- Exercise tasks
(A) In the marijuana reform timeline, which case did a group of physicians win in September 2000?
(B) Copy the marijuana reform timeline word for word from "1937: The Marihuana" to "1937 without success.".

Timeline of marijuana reform in the United States
1850: In the United States, marijuana was sold over the counter and was commonly used as treatment for sundry illnesses including, but not limited to, cholera, alcoholism, opiate addiction, and convulsive disorders.
1936: Every state had passed a law to restrict possession of marijuana, eliminating its availability as an over-the-counter drug.
1937: The Marihuana Tax Act of 1937 was passed to prohibit all non-medical use of marijuana in the United States. However, it also limited medical use due to fees and regulatory restrictions that imposed a significant burden on doctors prescribing marijuana. The American Medical Association opposed the Marihuana Tax Act of 1937 without success.
1970: On October 27, 1970, the Comprehensive Drug Abuse Prevention and Control Act was enacted. Title II of the act – the Controlled Substances Act – established categories varying from Schedule I (the strictest classification) to Schedule V (the least strict). Marijuana was placed in the Schedule I category, thereby prohibiting its use for any purpose.
1995: MPP was founded in January 1995 and is the largest organization in the U.S. that’s focused solely on ending marijuana prohibition.
1996: California voters approved Proposition 215 to legalize medical marijuana. However, the Clinton administration opined its opposition to the proposition and threatened to revoke the prescription-writing abilities of doctors who recommended or prescribed the drug.
2000: In response to the Clinton administration’s aversion to Proposition 215, a group of physicians challenged this policy as a violation of First Amendment rights, and in September 2000 prevailed in the case Conant v. McCaffrey, which allows physicians to recommend – but not prescribe – medical marijuana.
2005: During the Bush administration, agents were enforcing federal laws against state-operated medical marijuana cultivators and patients. In June 2005, the Supreme Court ruled in favor of the federal government’s ability to enforce federal law in states that have legalized medical marijuana in the case Raich v. Gonzales.
2009: In the first term of the Obama administration, Attorney General Eric Holder stated that only medical marijuana providers “who violate both federal and state law” would be targeted for prosecution. Deputy Attorney General David Ogden issued a memorandum with guidelines for federal enforcement while also largely affirming the earlier-stated hands-off approach for state-legal medical marijuana activities.
2011: In response to raids by the federal government and in an attempt to clarify the Obama administration’s stance on medical marijuana, Deputy Attorney General James M. Cole issued a memorandum specifically noting that the “Ogden memo” protections applied only to individuals and not commercial operations.
2013: In August 2013, the U.S. Department of Justice issued a second Cole Memo that offers guidance to prosecutors and law enforcement on where to focus marijuana enforcement efforts. These are priorities to prevent distribution of marijuana to minors; to prevent marijuana revenue from funding criminal enterprises, gangs, or cartels; to prevent marijuana from moving out of states where it is legal; to prevent use of state-legal marijuana sales as a cover for illegal activity; to prevent violence and use of firearms in growing or distributing marijuana; to prevent drugged driving or exacerbation of other adverse public health consequences associated with marijuana use; to prevent growing marijuana on public lands; and to prevent marijuana possession or use on federal property. You can read this memo, which was rescinded by Attorney General Jeff Sessions in January 2018, here.
2014: The Rohrabacher-Farr amendment, included in the spending bill, prohibits the Justice Department from spending funds to interfere with the implementation of state medical marijuana laws. The amendment has been subsequently included in a series of spending bills, with the most recent extension expiring on September 20, 2018.

- Material provided
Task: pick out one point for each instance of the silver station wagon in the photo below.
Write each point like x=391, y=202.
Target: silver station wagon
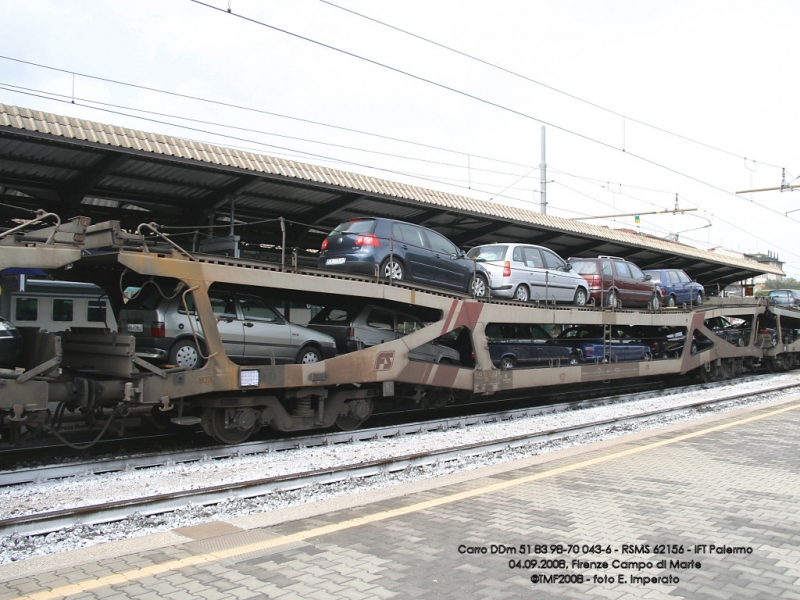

- Exercise responses
(A) Conant v. McCaffrey

(B)
1937: The Marihuana Tax Act of 1937 was passed to prohibit all non-medical use of marijuana in the United States. However, it also limited medical use due to fees and regulatory restrictions that imposed a significant burden on doctors prescribing marijuana. The American Medical Association opposed the Marihuana Tax Act of 1937 without success.